• _The problem_
Rewrite the listing below, replacing every occurrence of "pixel coordinates" with "screen coordinates" and leaving everything else unchanged.

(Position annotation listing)
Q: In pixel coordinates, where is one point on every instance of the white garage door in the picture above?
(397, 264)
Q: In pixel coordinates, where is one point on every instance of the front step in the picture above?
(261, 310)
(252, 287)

• _Answer to the task_
Q: In screen coordinates, where is one point on every instance of the white garage door in the picture above?
(397, 264)
Q: In screen coordinates, where is one point on every instance of the front step in the picture above?
(261, 310)
(252, 287)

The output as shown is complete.